--- DO THIS ---
Number every line below in order, skipping blank ones. Leave the pictures out of your answer.

_ _ _ _

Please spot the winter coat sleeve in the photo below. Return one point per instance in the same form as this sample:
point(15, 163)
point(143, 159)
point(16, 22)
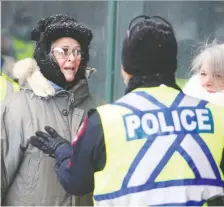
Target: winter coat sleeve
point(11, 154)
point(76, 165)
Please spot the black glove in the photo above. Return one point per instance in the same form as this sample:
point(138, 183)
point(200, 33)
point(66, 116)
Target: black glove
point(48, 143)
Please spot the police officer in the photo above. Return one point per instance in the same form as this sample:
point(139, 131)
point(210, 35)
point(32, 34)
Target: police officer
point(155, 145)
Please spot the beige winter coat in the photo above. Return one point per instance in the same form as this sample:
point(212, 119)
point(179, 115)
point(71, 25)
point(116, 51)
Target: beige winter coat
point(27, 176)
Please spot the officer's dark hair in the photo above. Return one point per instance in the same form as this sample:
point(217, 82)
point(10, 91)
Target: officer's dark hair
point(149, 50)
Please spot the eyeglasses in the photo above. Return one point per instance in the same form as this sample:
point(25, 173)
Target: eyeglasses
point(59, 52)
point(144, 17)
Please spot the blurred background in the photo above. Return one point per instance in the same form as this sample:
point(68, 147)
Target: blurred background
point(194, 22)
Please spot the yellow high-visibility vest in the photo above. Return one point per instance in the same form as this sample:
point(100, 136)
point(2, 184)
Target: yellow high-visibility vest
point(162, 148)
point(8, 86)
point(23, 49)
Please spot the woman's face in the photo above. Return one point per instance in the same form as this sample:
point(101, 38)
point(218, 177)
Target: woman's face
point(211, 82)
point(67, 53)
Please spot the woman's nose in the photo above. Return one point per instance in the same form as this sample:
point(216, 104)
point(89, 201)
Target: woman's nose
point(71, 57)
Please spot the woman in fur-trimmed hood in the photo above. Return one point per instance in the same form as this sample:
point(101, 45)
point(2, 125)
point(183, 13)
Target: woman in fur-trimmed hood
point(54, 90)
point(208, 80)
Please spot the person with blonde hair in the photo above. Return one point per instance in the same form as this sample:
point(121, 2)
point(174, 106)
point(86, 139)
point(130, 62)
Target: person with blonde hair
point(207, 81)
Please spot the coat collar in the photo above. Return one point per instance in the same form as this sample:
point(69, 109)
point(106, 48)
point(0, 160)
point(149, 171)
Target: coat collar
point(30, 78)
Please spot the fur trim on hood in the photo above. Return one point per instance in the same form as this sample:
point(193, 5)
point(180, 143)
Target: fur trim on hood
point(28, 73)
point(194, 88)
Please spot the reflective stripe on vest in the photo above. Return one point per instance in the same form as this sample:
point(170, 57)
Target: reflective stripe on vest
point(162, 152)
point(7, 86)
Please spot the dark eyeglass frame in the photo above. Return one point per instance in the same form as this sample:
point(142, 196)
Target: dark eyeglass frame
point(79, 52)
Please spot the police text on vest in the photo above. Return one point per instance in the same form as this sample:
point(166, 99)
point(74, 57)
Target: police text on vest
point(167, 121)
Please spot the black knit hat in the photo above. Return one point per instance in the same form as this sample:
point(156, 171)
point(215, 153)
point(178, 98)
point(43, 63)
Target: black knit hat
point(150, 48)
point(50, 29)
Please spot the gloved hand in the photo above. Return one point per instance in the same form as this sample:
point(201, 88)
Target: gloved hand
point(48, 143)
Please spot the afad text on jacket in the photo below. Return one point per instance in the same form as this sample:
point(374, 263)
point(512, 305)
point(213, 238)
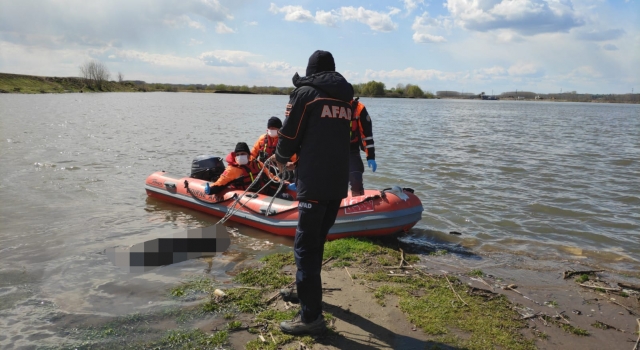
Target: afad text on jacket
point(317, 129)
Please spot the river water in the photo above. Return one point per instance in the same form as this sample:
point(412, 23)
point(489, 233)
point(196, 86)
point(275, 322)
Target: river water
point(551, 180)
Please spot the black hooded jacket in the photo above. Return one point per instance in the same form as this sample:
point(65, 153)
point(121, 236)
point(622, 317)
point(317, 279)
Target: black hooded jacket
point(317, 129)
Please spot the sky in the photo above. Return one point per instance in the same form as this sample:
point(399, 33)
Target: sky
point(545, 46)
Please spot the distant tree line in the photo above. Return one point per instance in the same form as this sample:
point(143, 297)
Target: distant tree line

_ _ _ _

--- CORRECT ANSWER ---
1. Please spot the winter coat sleeve in the photo below. Return one point per instance in the same form as this sample:
2. point(15, 163)
3. point(143, 159)
4. point(16, 22)
5. Target: winter coat sleeve
6. point(11, 154)
7. point(76, 165)
8. Please spot the black glove in the photo above. Return one point per instance in the same form as this sample:
9. point(138, 183)
10. point(200, 33)
11. point(66, 116)
12. Target: black glove
13. point(48, 143)
14. Please spot the police officer in the photo above. Return one point per instance in the same form as this sample:
15. point(139, 131)
16. point(210, 35)
17. point(32, 34)
18. Target: police officer
19. point(155, 145)
20. Please spot the beige winter coat in the photo above. Return one point per instance in the same form as this sample:
21. point(212, 119)
22. point(179, 115)
23. point(71, 25)
24. point(116, 51)
25. Target: beige winter coat
26. point(27, 176)
27. Please spot the officer's dark hair in the photo above. Return one point per instance in the same form as this sample:
28. point(217, 82)
29. point(10, 91)
30. Target: officer's dark hair
31. point(149, 50)
32. Please spot the eyeglasses in the photo above. Return one point per instance in the same form as this sample:
33. point(25, 173)
34. Target: eyeglasses
35. point(59, 52)
36. point(144, 17)
37. Please spot the blurred background in the photo above. Return one point per instance in the same form as this sample:
38. point(68, 147)
39. Target: blurred background
40. point(194, 22)
41. Please spot the yellow high-visibility vest in the photo above. Return one point per instance in the same form as this sample:
42. point(100, 136)
43. point(2, 184)
44. Target: yellow high-visibility vest
45. point(162, 148)
46. point(8, 86)
47. point(23, 49)
48. Please spot the woman's face in the photo above. Return one point per instance in the same form as this sample:
49. point(101, 38)
50. point(218, 177)
51. Target: woman's face
52. point(211, 82)
53. point(67, 53)
54. Please spot the woman's nose in the photo above. Return one point per instance in the same form as this sample:
55. point(216, 104)
56. point(89, 201)
57. Target: woman's nose
58. point(71, 57)
59. Please spot the woman in fur-trimmed hood in the photo above. Return one point per instance in the same form as this sample:
60. point(101, 45)
61. point(2, 125)
62. point(183, 13)
63. Target: woman in fur-trimmed hood
64. point(54, 90)
65. point(208, 80)
66. Please spot the person with blonde hair in the photo above. Return one point per instance in the same form as this sample:
67. point(121, 2)
68. point(174, 106)
69. point(86, 139)
70. point(130, 62)
71. Target: person with blonde hair
72. point(207, 81)
73. Please spot the coat collar in the photo above. Return one point per instance in the same form as this sample:
74. point(69, 109)
75. point(106, 48)
76. point(0, 160)
77. point(149, 171)
78. Target: coat collar
79. point(30, 78)
80. Please spot the fur trim on hood in the photo above. Return one point per instance in the same form as this sample:
81. point(193, 5)
82. point(180, 143)
83. Target: fur trim on hood
84. point(28, 73)
85. point(194, 88)
86. Please spot the reflective stripe on vest in the photo above. Return one point per instance in the same form as this sample:
87. point(170, 57)
88. Target: reflective stripe on vest
89. point(162, 152)
90. point(7, 86)
91. Please spot the dark eyeglass frame in the photo above. Return one point per instance in the same form as this sample:
92. point(142, 196)
93. Target: dark eyeglass frame
94. point(79, 52)
95. Please spot the police text on vest in the photo above. Return one point per instance in the same form as this sample:
96. point(166, 99)
97. point(74, 57)
98. Target: police text on vest
99. point(167, 121)
100. Please spot the black knit hat in the photo above. Return one point per instance in the same form as this sample:
101. point(156, 171)
102. point(215, 153)
103. point(178, 98)
104. point(43, 63)
105. Target: black knit hat
106. point(150, 48)
107. point(50, 29)
108. Please spot the gloved hand in the photo above. Return one point per instance in the same form as this sample:
109. point(201, 88)
110. Target: gloved hand
111. point(48, 143)
112. Please spot the afad text on jacket in the photo below. Return one point per instance in the same form as this sample:
113. point(374, 263)
114. point(512, 305)
115. point(213, 238)
116. Target: afad text on jacket
117. point(317, 129)
118. Please spot the river water in the photo above. Return one point per instance in the same form as this sample:
119. point(412, 23)
120. point(489, 233)
121. point(196, 86)
122. point(275, 322)
123. Target: river water
124. point(551, 180)
125. Please spot the black hooded jacket in the photo above. Return one point per instance in the same form as this sample:
126. point(65, 153)
127. point(121, 236)
128. point(622, 317)
129. point(317, 279)
130. Target: black hooded jacket
131. point(317, 129)
132. Please spot the sky in the photo above. Return one point per instance in the same form as this sample:
133. point(399, 33)
134. Target: sky
135. point(545, 46)
136. Please spot the distant tree line in the photo above. Return one point per instance in the same form as this sample:
137. point(143, 297)
138. Target: distant tree line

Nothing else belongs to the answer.